Extract provided >>
■ ■ ■ ■ ■ ■ ■

Geoffrey Rush stars in an exquisitely told story of an isolated art auctioneer.
By Daniel Herborn
August 26, 2013
  shares

When Virgil Oldman (Geoffrey Rush) celebrates his birthday, he does so dining alone in a high-end restaurant, staring disconsolately at a special cake baked in his honour as other patrons titter at the pitiful spectacle. Lonely as he is, Virgil has carved out a fine career as an art auctioneer and is widely respected as the best at what he does and valued for his fine eye and penchant for detail.

In his fastidiously maintained home, he keeps a whole wardrobe full of top-end designer gloves, the perfect accessory for a man who likes to keep life at arm's length. The wardrobe leads into a sanctuary of his most treasured possessions, a secret stash of portraits of women. He has secured these valuable gems in league with his only real friend, Billy (Donald Sutherland), an art collector who conspires with Virgil to win valuable works at auction, sold under value to 'the best offer'.

When he is engaged to value the collection of antique furniture owned by Claire (Sylvia Hoeks), a young woman whose parents have died, he goes to the spectacular but run-down old property but finds to his frustration that Claire is not there. He continues to visit the property to attend to his work, but Claire is a ghost, always finding excuses not to meet him. Eventually, he finds that a young woman has in fact been in the house all along, but is in hiding. Concealed behind a wall, she tells him she has not left the house since she a traumatic experience she had as a teenager. Sensing a kindred spirit, Virgil gets drawn into her life, against his better judgement.

As Virgil becomes more familiar with the house, he finds scattered wheels and cogs of a mysterious machine, which he takes to Robert (Jim Sturgess), a twinkle-eyed, raffish young man with a busy love life and a flair for repairing old things. Increasingly Virgil comes to confide in Robert and seeks the younger man's advice on the twin mysteries of the contraption and the elusive Claire. Becoming entranced by Claire's ethereal beauty and isolation, Virgil's usually perfect work performance begins slipping, the sign of a man losing control of his ordered life as he grapples with the foreign emotional landscape of human connection.

Writer/director Giuseppe Tornatore has made an exquisitely told story with a cruel sting in its tale. Rush delivers a beautifully judged and involving performance as a man whose austere and detached approach to life is thrown into disarray, while Sylia Hoeks is ideal as the mysterious Claire. While some elements of the story's final act probably don't stand up to closer scrutiny, the overriding impression as the credits roll is one of complete heartbreak, making The Best Offer one of the best feel-bad films in recent memory.

■ ■ ■ ■ ■ ■ ■

Entries drawn from an annotation dataset:
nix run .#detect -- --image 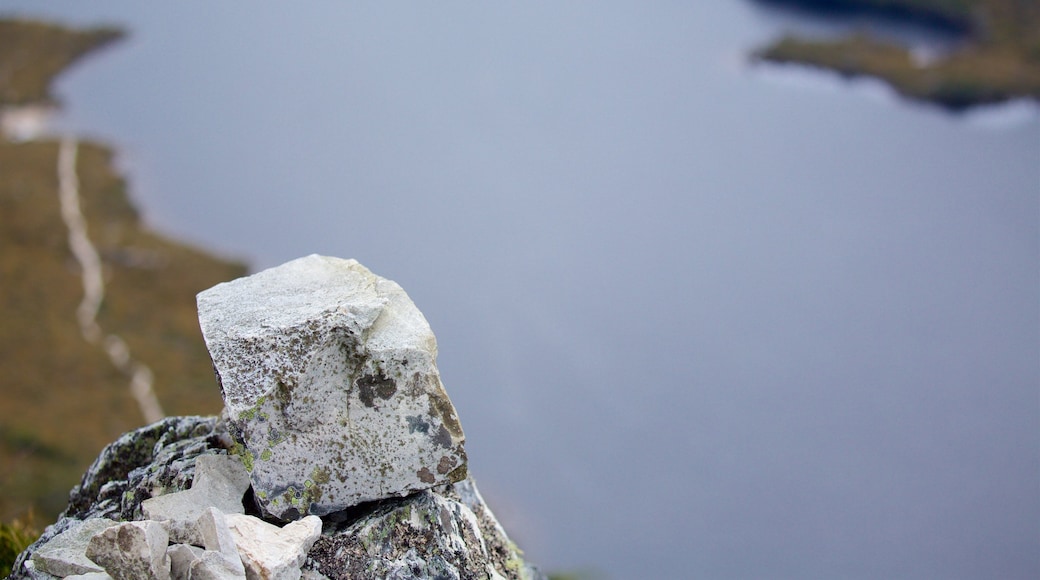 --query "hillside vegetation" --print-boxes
[0,22,245,522]
[755,0,1040,110]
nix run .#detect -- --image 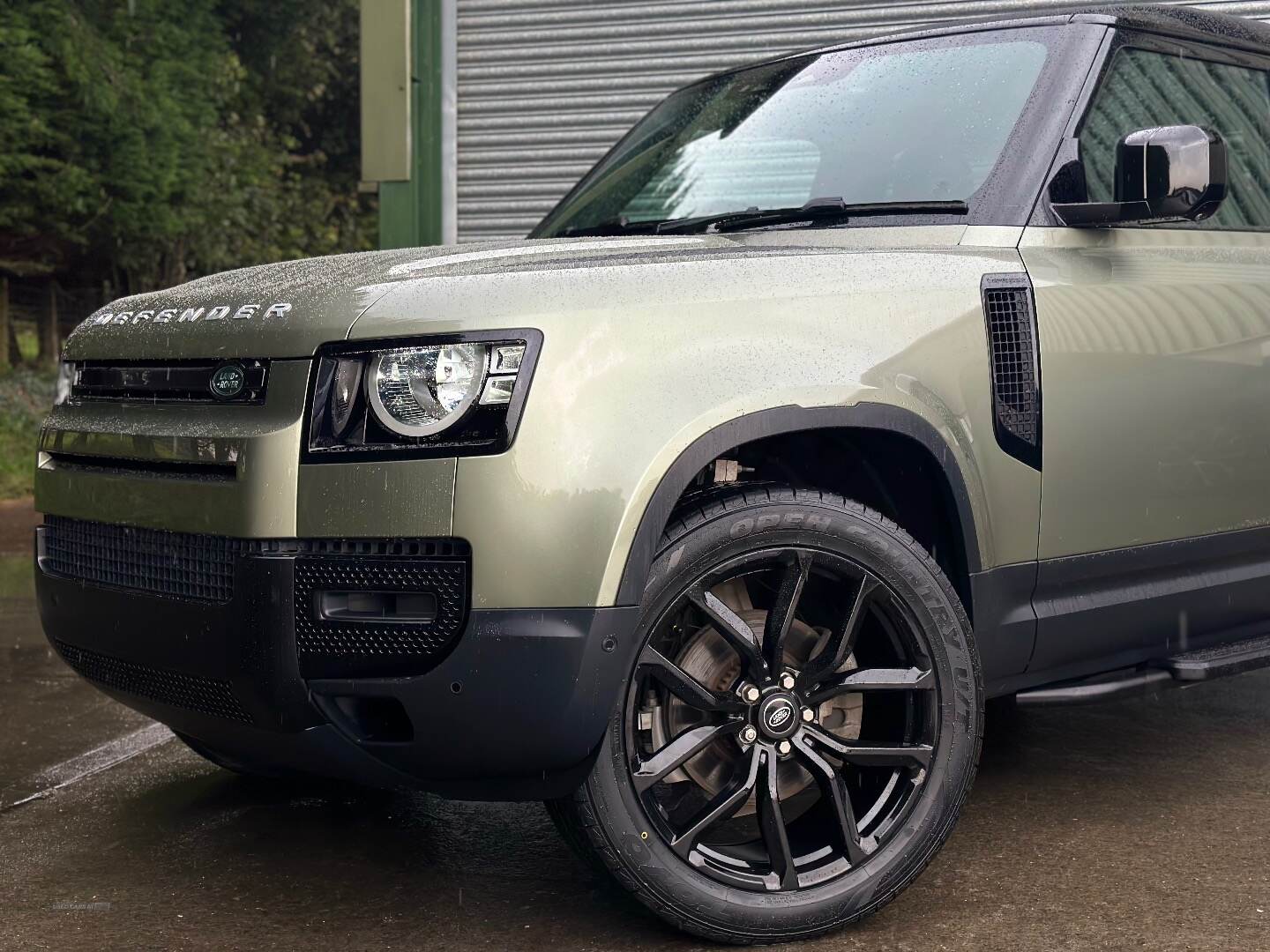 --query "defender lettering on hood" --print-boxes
[87,301,291,326]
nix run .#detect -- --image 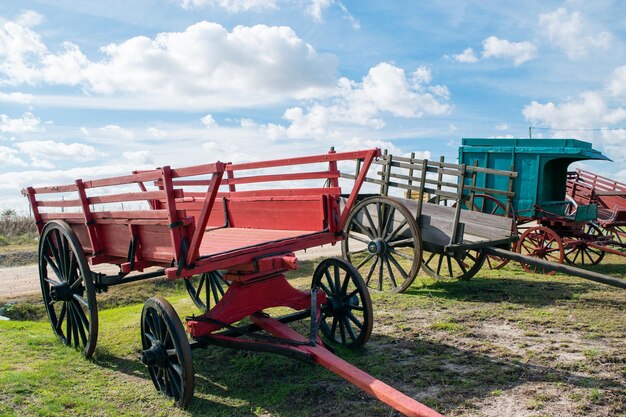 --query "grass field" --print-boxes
[0,257,626,417]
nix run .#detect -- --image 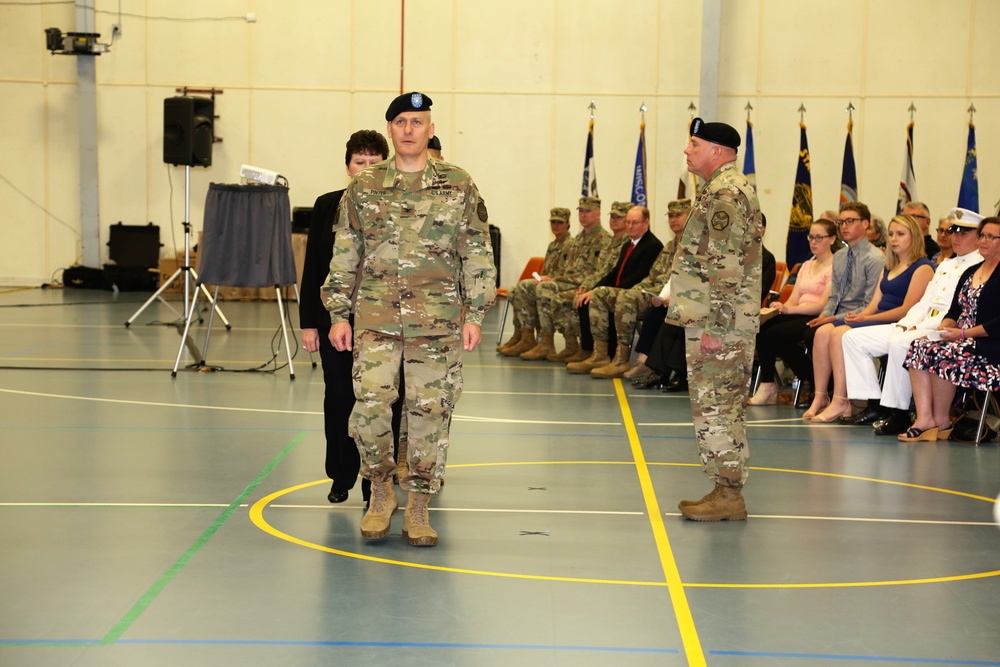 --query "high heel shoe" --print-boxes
[747,382,778,405]
[802,392,830,421]
[899,426,938,442]
[810,396,851,424]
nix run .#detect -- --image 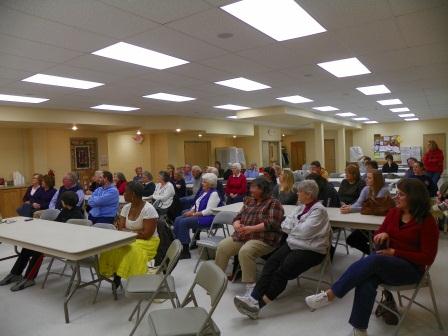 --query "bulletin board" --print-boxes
[373,134,401,161]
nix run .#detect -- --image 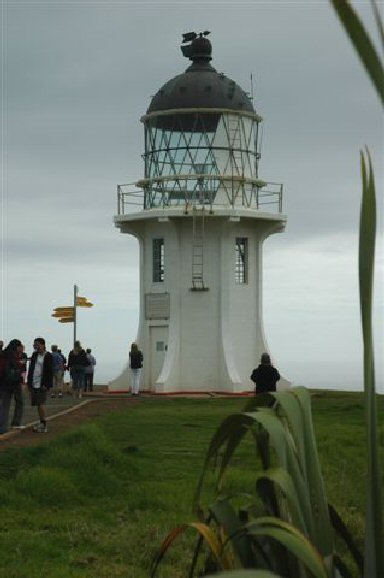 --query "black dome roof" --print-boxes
[147,33,255,113]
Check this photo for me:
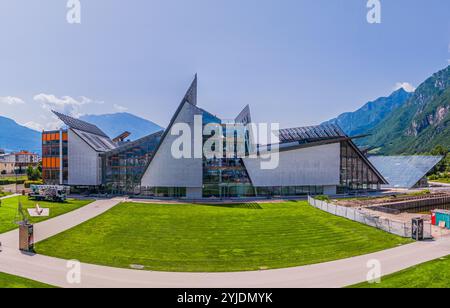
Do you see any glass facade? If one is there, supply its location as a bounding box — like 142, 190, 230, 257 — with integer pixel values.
101, 132, 162, 195
42, 130, 69, 185
203, 114, 256, 198
339, 142, 383, 193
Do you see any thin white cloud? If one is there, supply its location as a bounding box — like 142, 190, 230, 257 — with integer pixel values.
0, 96, 25, 106
394, 82, 416, 92
113, 104, 128, 112
23, 121, 45, 131
33, 93, 103, 118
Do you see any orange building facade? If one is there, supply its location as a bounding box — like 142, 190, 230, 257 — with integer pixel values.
42, 130, 68, 185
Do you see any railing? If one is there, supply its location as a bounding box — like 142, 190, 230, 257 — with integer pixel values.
308, 197, 433, 239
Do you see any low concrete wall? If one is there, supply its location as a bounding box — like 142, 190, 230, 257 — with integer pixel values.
308, 197, 433, 239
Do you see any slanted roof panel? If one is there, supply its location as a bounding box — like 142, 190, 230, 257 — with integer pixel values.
72, 128, 116, 152
53, 111, 109, 139
280, 125, 347, 143
369, 156, 443, 189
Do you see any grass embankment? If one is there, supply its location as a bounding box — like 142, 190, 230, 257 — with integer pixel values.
0, 273, 53, 289
36, 202, 411, 272
0, 196, 92, 234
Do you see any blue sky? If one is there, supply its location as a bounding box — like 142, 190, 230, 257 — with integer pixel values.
0, 0, 450, 128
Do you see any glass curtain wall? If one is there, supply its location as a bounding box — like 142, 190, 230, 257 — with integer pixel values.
42, 131, 69, 185
339, 142, 383, 193
101, 132, 162, 195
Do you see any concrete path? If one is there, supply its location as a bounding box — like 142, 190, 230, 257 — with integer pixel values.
0, 239, 450, 288
0, 199, 450, 288
0, 198, 125, 249
0, 194, 21, 200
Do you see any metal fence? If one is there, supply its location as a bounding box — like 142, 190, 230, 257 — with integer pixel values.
308, 197, 433, 239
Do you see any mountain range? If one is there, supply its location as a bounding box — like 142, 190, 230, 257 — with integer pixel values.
0, 116, 41, 153
324, 88, 413, 136
0, 113, 163, 154
327, 66, 450, 155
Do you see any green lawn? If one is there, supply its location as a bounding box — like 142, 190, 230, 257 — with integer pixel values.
36, 202, 410, 272
352, 256, 450, 289
0, 273, 53, 289
431, 178, 450, 184
0, 196, 92, 234
0, 190, 11, 198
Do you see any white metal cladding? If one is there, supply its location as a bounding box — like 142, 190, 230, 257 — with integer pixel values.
244, 143, 341, 187
141, 103, 203, 187
68, 129, 101, 186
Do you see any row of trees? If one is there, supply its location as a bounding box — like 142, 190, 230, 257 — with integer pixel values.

■ ■ ■ ■ ■ ■ ■

Instruction 1 >>
Decide whether each statement agrees with the film review. For each, answer yes or no and quote the deciding words: (a) Virgil spends his birthday dining with Billy; (b) Robert has a talent for repairing old things; (c) Claire's parents are still living.
Instruction 2 >>
Name every character in the film review who appears with an actor's name in parentheses.
Instruction 3 >>
Output the passage of the film review from "When Virgil Oldman" up to and including "penchant for detail.", copied word for word.
The lines shown after the film review come from a different source.

Full solution 1 >>
(a) No: "he does so dining alone in a high-end restaurant"
(b) Yes: "a flair for repairing old things"
(c) No: "a young woman whose parents have died"

Full solution 2 >>
Virgil Oldman, Billy, Claire, Robert

Full solution 3 >>
When Virgil Oldman (Geoffrey Rush) celebrates his birthday, he does so dining alone in a high-end restaurant, staring disconsolately at a special cake baked in his honour as other patrons titter at the pitiful spectacle. Lonely as he is, Virgil has carved out a fine career as an art auctioneer and is widely respected as the best at what he does and valued for his fine eye and penchant for detail.